● EXERCISE BRIEF
All of the records below are to be copied exactly.

BEGIN DATA LISTING

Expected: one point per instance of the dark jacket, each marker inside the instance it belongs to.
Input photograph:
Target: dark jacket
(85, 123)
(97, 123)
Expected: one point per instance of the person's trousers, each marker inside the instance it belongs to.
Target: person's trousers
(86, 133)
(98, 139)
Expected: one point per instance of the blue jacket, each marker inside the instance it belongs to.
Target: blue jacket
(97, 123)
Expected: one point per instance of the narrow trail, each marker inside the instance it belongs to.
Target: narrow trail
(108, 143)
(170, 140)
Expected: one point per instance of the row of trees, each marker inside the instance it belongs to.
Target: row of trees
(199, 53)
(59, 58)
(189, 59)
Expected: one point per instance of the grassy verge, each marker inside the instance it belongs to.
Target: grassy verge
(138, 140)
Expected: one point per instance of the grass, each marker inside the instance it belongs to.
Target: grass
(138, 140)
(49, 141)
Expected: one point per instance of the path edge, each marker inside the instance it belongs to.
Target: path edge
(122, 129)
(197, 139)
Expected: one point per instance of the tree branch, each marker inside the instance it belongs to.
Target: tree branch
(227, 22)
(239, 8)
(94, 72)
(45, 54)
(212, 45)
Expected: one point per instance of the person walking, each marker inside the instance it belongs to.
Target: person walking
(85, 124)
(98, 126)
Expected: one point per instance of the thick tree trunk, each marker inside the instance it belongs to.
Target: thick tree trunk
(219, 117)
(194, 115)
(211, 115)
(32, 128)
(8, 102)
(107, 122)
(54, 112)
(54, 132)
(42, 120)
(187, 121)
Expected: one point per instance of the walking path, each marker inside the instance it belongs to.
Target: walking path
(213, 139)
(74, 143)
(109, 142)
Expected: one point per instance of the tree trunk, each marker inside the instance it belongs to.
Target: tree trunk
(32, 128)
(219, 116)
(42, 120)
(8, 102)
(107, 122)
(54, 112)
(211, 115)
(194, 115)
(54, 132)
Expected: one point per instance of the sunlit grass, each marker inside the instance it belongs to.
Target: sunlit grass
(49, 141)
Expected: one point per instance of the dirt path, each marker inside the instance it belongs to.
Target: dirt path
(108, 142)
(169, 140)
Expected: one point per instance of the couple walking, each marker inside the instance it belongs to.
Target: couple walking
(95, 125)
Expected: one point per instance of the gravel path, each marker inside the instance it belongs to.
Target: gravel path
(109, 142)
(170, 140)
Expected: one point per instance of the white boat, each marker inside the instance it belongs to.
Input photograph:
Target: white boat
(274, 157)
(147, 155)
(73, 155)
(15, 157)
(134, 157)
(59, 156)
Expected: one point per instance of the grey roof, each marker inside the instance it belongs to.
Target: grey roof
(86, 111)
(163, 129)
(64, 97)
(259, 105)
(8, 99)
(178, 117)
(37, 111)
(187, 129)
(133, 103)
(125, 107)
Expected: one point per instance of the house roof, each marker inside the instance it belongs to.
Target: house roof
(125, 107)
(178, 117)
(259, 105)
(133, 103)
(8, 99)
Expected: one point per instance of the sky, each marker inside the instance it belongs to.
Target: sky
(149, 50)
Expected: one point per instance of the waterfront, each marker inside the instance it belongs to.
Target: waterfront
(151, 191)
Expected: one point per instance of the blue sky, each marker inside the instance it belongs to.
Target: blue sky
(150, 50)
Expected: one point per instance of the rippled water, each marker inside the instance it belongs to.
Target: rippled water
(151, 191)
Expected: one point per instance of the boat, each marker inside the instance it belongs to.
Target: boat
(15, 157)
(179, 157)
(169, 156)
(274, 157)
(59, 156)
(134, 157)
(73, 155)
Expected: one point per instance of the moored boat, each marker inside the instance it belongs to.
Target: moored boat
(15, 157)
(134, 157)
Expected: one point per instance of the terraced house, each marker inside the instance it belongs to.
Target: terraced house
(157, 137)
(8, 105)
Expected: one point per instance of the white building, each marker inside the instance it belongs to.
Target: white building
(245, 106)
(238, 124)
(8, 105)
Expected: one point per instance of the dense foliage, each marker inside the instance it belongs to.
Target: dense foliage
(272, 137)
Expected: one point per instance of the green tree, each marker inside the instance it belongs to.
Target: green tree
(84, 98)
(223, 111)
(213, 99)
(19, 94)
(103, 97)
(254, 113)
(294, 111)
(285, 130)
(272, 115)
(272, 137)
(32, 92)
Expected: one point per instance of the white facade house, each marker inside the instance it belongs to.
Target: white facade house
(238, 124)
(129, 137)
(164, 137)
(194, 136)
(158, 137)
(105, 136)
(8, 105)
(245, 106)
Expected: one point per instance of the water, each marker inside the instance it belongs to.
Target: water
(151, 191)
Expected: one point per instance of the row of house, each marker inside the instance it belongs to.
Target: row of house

END DATA LISTING

● YOUR SOLUTION
Expected: one point per instance of the dark jacket, each marker inside the instance it belongs to.
Input photograph:
Target: dark jacket
(85, 123)
(97, 123)
Expected: one point per instance of the person's trousers, each marker inside the instance it belongs to.
Target: person's trousers
(86, 133)
(98, 139)
Expected: one point per instance of the blue jacket, each marker inside the instance it belongs to.
Target: blue jacket
(97, 123)
Expected: one point per instance of the narrow trail, each marker inside the instance it belongs to.
Target: narrow trail
(108, 143)
(170, 140)
Expected: one point per instance of the row of trees, each marker inside the instance it belongs to.
Target: row of trees
(199, 53)
(59, 58)
(189, 59)
Expected: one point per instance of the grassy verge, each marker inside the instance it belongs to.
Target: grassy verge
(138, 140)
Expected: one point per instance of the grass, each marker inside the instance it belongs to.
Target: grass
(138, 140)
(49, 141)
Expected: one point per instance of the path edge, each marker inside the instance it belongs to.
Target: path edge
(122, 129)
(197, 139)
Expected: one point per instance of the tree branch, each marker inside the instance it belongs to.
Target: tree branch
(227, 22)
(239, 8)
(94, 72)
(45, 54)
(212, 45)
Expected: one point per instance of the person walking, each marker inside the instance it belongs to.
Target: person walking
(85, 124)
(98, 126)
Expected: one point per instance of the thick tree trunk, each marker inside the instance it belongs to.
Target: thick tree trunk
(219, 117)
(194, 115)
(211, 115)
(32, 128)
(8, 102)
(107, 122)
(54, 112)
(54, 132)
(42, 120)
(187, 121)
Expected: one point per instance of the walking path, each marker inside the instance it belongs to.
Target: walking path
(213, 139)
(74, 143)
(109, 142)
Expected: one point per instance of the tree trunk, each marker inside the instance it belongs to.
Target: tree trunk
(32, 128)
(219, 116)
(42, 120)
(8, 102)
(107, 122)
(54, 112)
(211, 115)
(194, 115)
(54, 132)
Expected: one point per instance of the sunlit grass, each marker inside the instance it belongs to.
Target: sunlit grass
(49, 141)
Expected: one point per instance of the dirt path, each marker inside the instance it belongs to.
Target: dirt path
(108, 142)
(169, 140)
Expected: one point per instance of the couple walking, each marker inside the instance it belongs to.
Target: couple walking
(95, 125)
Expected: one point per instance of the gravel path, each marker inside the instance it belongs to.
Target: gravel path
(109, 142)
(170, 140)
Expected: one point per instance of the white boat, each marker inside the instance it belongs to.
Input photograph:
Target: white boat
(274, 157)
(147, 155)
(73, 155)
(15, 157)
(134, 157)
(59, 156)
Expected: one point per instance of the grey roof, each marker inside the instance it belongs to.
Target: grey roof
(86, 111)
(163, 129)
(64, 97)
(259, 105)
(8, 99)
(178, 117)
(37, 111)
(187, 129)
(133, 103)
(125, 107)
Expected: one point per instance of the house roof, each marker inside the instance it belongs to.
Target: house roof
(125, 107)
(178, 117)
(259, 105)
(133, 103)
(8, 99)
Expected: one point per instance of the sky, each marker inside the instance it belongs to.
Target: sky
(149, 50)
Expected: one point per instance of the waterfront, each marker inside the instance it belongs to.
Target: waterfront
(151, 191)
Expected: one point per instance of the blue sky, each marker inside the instance it belongs to.
Target: blue sky
(150, 50)
Expected: one point per instance of the rippled water, each marker inside the instance it belongs to.
Target: rippled water
(151, 191)
Expected: one point per instance of the boat, each marker inside the instance it belongs to.
Target: boat
(15, 157)
(179, 157)
(169, 156)
(274, 157)
(59, 156)
(134, 157)
(73, 155)
Expected: one point per instance of the moored boat, each marker inside the instance it belongs to.
Target: moored boat
(15, 157)
(134, 157)
Expected: one point per instance of the terraced house, each marker inside the instance it belongs to.
Target: terraced house
(157, 137)
(8, 105)
Expected: one point per instance of the white building, each marker inside the instance it belongs to.
Target: white building
(245, 106)
(238, 124)
(8, 105)
Expected: one point per instance of the dense foliage, each marker inside the instance it belongs to.
Target: dense foliage
(272, 137)
Expected: one point per instance of the green tree, each marker inside the instance it belongs to.
Target: green tree
(84, 98)
(223, 111)
(213, 99)
(19, 94)
(103, 97)
(254, 113)
(294, 111)
(285, 130)
(272, 115)
(272, 137)
(32, 92)
Expected: one point per instance of the white facade house, each marker inside the instance it belongs to.
Target: white facade house
(238, 124)
(129, 137)
(164, 137)
(194, 136)
(158, 137)
(105, 136)
(8, 105)
(245, 106)
Expected: one point per instance of the water, each marker inside the instance it belongs to.
Target: water
(151, 191)
Expected: one point per instance of the row of house, each marker inside the instance it belongs to.
Target: row of house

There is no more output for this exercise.